— DIRECTIONS —
Rewrite every line of the material below as a JSON list of strings, one string per line, leaving out any blank lines.

— DATASET ENTRIES —
------------------------------
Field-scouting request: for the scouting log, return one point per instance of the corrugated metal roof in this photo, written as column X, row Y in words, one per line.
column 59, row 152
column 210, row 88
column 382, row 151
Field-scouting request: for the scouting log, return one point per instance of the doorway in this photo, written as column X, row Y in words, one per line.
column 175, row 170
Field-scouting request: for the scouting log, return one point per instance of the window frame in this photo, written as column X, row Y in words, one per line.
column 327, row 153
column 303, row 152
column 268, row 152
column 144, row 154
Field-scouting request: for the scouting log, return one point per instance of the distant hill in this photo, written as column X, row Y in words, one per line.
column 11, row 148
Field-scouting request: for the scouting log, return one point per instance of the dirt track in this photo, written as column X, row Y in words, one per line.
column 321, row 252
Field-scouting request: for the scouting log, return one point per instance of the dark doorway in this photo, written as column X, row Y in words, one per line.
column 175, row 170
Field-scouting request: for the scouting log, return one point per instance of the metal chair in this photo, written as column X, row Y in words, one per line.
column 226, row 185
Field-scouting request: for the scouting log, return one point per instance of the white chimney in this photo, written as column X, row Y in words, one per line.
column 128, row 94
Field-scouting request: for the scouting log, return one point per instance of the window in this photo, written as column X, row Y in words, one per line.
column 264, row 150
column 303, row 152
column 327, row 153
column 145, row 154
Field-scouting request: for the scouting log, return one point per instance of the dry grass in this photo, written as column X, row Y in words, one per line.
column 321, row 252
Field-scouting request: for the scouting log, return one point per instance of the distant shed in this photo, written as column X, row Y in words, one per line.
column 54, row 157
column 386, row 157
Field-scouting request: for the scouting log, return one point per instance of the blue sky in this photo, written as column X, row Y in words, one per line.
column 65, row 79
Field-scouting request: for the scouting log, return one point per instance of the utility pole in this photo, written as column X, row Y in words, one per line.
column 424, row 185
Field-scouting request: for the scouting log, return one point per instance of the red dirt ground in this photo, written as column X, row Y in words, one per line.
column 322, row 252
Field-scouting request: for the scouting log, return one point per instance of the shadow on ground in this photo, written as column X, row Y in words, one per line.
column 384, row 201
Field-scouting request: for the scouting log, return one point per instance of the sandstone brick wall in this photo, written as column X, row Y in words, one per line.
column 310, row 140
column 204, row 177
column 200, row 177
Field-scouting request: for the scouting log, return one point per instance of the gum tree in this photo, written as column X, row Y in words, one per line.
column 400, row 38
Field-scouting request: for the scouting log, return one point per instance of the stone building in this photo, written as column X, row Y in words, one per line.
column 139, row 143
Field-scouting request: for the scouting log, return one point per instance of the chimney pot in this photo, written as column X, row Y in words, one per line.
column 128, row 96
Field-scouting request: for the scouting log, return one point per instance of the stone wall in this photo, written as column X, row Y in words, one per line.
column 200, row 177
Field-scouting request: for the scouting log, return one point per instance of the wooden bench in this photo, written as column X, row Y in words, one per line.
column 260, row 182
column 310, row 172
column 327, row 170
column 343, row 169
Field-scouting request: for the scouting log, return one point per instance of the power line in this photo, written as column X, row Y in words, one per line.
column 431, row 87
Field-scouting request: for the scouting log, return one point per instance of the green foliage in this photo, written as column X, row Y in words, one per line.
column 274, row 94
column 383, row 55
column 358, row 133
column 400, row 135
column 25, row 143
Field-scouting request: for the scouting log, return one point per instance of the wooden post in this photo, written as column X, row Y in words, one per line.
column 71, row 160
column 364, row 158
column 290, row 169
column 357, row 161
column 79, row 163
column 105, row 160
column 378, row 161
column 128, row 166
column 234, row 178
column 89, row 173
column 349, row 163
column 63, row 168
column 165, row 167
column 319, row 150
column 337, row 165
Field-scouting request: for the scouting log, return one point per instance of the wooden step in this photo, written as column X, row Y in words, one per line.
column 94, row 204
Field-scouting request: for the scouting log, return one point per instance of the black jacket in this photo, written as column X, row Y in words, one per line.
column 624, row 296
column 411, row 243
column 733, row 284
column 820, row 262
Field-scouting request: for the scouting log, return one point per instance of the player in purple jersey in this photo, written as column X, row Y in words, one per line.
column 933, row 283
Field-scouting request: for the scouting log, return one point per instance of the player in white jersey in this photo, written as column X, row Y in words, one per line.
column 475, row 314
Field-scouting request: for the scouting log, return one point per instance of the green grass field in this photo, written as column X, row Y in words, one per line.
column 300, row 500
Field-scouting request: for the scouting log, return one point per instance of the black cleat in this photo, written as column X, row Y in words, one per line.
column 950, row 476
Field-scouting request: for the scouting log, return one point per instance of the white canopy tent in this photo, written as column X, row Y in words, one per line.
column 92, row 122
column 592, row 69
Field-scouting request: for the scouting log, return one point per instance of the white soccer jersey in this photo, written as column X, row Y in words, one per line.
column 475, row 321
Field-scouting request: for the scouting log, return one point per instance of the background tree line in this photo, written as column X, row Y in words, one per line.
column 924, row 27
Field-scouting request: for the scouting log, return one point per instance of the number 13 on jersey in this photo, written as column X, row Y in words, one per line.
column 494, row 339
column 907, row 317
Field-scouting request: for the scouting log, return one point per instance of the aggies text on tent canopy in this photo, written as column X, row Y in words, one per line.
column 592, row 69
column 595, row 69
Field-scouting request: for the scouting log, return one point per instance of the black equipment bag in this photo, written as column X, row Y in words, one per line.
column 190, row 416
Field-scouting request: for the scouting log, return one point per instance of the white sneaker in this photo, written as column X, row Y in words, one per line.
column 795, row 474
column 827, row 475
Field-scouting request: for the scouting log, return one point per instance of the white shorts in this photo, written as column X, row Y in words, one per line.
------------------------------
— WRITTEN RESPONSE —
[
  "Field-scouting request: for the scouting log, return one point per instance of the corrugated metal roof in this photo, written as column X, row Y in words, one per line.",
  "column 59, row 152",
  "column 210, row 88",
  "column 382, row 151",
  "Field-scouting request: for the scouting log, return one point per instance of the doorway in this photo, written as column X, row Y in words, one per line.",
  "column 175, row 170",
  "Field-scouting request: for the scouting log, return one point per instance of the window frame in this photo, written as column X, row Y in words, one per line.",
  "column 327, row 153",
  "column 303, row 152",
  "column 268, row 152",
  "column 144, row 154",
  "Field-scouting request: for the scouting log, return one point per instance of the distant hill in this photo, written as column X, row Y in words, one per line.",
  "column 11, row 148",
  "Field-scouting request: for the scouting log, return one point per instance of the dirt track in this photo, written as column X, row Y in words, one per line.",
  "column 321, row 252",
  "Field-scouting request: for the scouting log, return one point per instance of the dark doorway in this photo, written as column X, row Y in words, one per line.",
  "column 175, row 170",
  "Field-scouting request: for the scouting log, return one point per instance of the metal chair in this photo, written as column X, row Y in words, one per line.",
  "column 226, row 185",
  "Field-scouting request: for the scouting log, return one point per instance of the white chimney in this photo, written as column X, row Y in words, one per line.",
  "column 128, row 94",
  "Field-scouting request: for the scouting log, return one point per instance of the window in this photo, written as column X, row Y in words, one per line.",
  "column 264, row 150",
  "column 303, row 152",
  "column 327, row 153",
  "column 145, row 154",
  "Field-scouting request: for the scouting log, return one point per instance of the dry grass in this photo, written as column X, row Y in words, one per line.",
  "column 321, row 252",
  "Field-scouting request: for the scouting log, return one point per instance of the distant shed in this photo, written as column X, row Y in words, one per line.",
  "column 54, row 157",
  "column 386, row 157",
  "Field-scouting request: for the scouting log, return one point per instance of the blue sky in this photo, written as column X, row Y in words, one per line.",
  "column 65, row 79",
  "Field-scouting request: for the scouting log, return one point per instance of the utility pole in this photo, written as column X, row Y in words, one per line.",
  "column 424, row 185",
  "Field-scouting request: for the scouting log, return one point per instance of the red dirt ground in this photo, written as column X, row Y in words, one per line.",
  "column 322, row 252",
  "Field-scouting request: for the scouting log, return one point per instance of the shadow on ground in this photo, written as column X, row Y in words, one per line.",
  "column 384, row 201",
  "Field-scouting request: for the scouting log, return one point per instance of the sandstone brick wall in this photo, written as column X, row Y in words, one per line.",
  "column 310, row 140",
  "column 204, row 177",
  "column 200, row 177",
  "Field-scouting request: for the scouting log, return one point per instance of the gum tree in this photo, written as column X, row Y in words, one per line.",
  "column 400, row 38",
  "Field-scouting request: for the scouting log, return one point per instance of the stone building in this photo, written as column X, row Y in words, one per line.",
  "column 139, row 143",
  "Field-scouting request: for the scouting log, return one point per instance of the chimney pot in this photo, written as column X, row Y in words, one per line.",
  "column 128, row 96",
  "Field-scouting request: for the scouting log, return one point per instance of the stone wall in this photo, written as column X, row Y in words, one per line.",
  "column 200, row 177",
  "Field-scouting request: for the scouting log, return one point per instance of the wooden bench in this photo, written as column X, row Y in words, one per line.",
  "column 260, row 182",
  "column 310, row 172",
  "column 327, row 170",
  "column 343, row 169",
  "Field-scouting request: for the scouting log, return one point per instance of the power line in this photo, written as column X, row Y in words, one per line.",
  "column 431, row 87",
  "Field-scouting request: for the scouting log, return one point per instance of the green foliage in this photo, written as column X, row Y in words, one per line.",
  "column 274, row 94",
  "column 383, row 55",
  "column 358, row 133",
  "column 400, row 135",
  "column 25, row 143",
  "Field-scouting request: for the scouting log, return one point per instance of the wooden post in this photo, written as column X, row Y in words, one per line.",
  "column 71, row 160",
  "column 364, row 158",
  "column 290, row 169",
  "column 357, row 161",
  "column 79, row 163",
  "column 105, row 160",
  "column 378, row 161",
  "column 128, row 166",
  "column 234, row 178",
  "column 89, row 173",
  "column 349, row 163",
  "column 63, row 168",
  "column 165, row 167",
  "column 319, row 150",
  "column 337, row 165",
  "Field-scouting request: for the scouting log, return one point per instance of the wooden step in this photo, written as column X, row Y in words, one per line.",
  "column 94, row 204",
  "Field-scouting request: for the scouting log, return one point per instance of the black jacket in this photo, written as column X, row Y in words, one per line.",
  "column 624, row 296",
  "column 411, row 243",
  "column 733, row 284",
  "column 820, row 262",
  "Field-scouting request: for the scouting log, return one point per instance of the player in purple jersey in this photo, written as column X, row Y in words, one per line.",
  "column 933, row 283",
  "Field-scouting request: for the scouting log, return one point per instance of the player in white jersey in this photo, written as column X, row Y in words, one per line.",
  "column 475, row 314",
  "Field-scouting request: for the scouting log, return one point per instance of the green grass field in this photo, written as column X, row Y in words, one per line.",
  "column 300, row 500",
  "Field-scouting request: for the scouting log, return one point per instance of the black cleat in this photo, written as column X, row Y in words, one per line.",
  "column 950, row 476",
  "Field-scouting request: for the scouting log, return one point per instance of the white canopy tent in this photo, written as column X, row Y in words, one per line.",
  "column 92, row 122",
  "column 592, row 69",
  "Field-scouting request: for the scouting log, return one point per instance of the white soccer jersey in this photo, written as column X, row Y in words, one per line.",
  "column 475, row 321",
  "Field-scouting request: for the scouting log, return one point per instance of the background tree line in this photo, written as column X, row Y in words, one per line.",
  "column 924, row 27",
  "Field-scouting request: for the scouting log, return one point per instance of the number 13 on jersey in this photo, written as column X, row Y in words, one per line.",
  "column 494, row 339",
  "column 907, row 317",
  "Field-scouting request: for the scouting log, return one point per instance of the aggies text on tent canopy in this photo, written as column X, row Y in words, one per line.",
  "column 592, row 69",
  "column 595, row 69",
  "Field-scouting request: for the scouting log, return one point per instance of the black equipment bag in this photo, written as column X, row Y in words, one per line.",
  "column 190, row 416",
  "Field-scouting request: for the scouting log, return one point per instance of the white sneaker in this photo, written as column X, row Y in words, one per line.",
  "column 795, row 474",
  "column 827, row 475",
  "Field-scouting request: for the scouting log, return one point per instance of the white shorts in this photo, written as column X, row Y in words, one per line."
]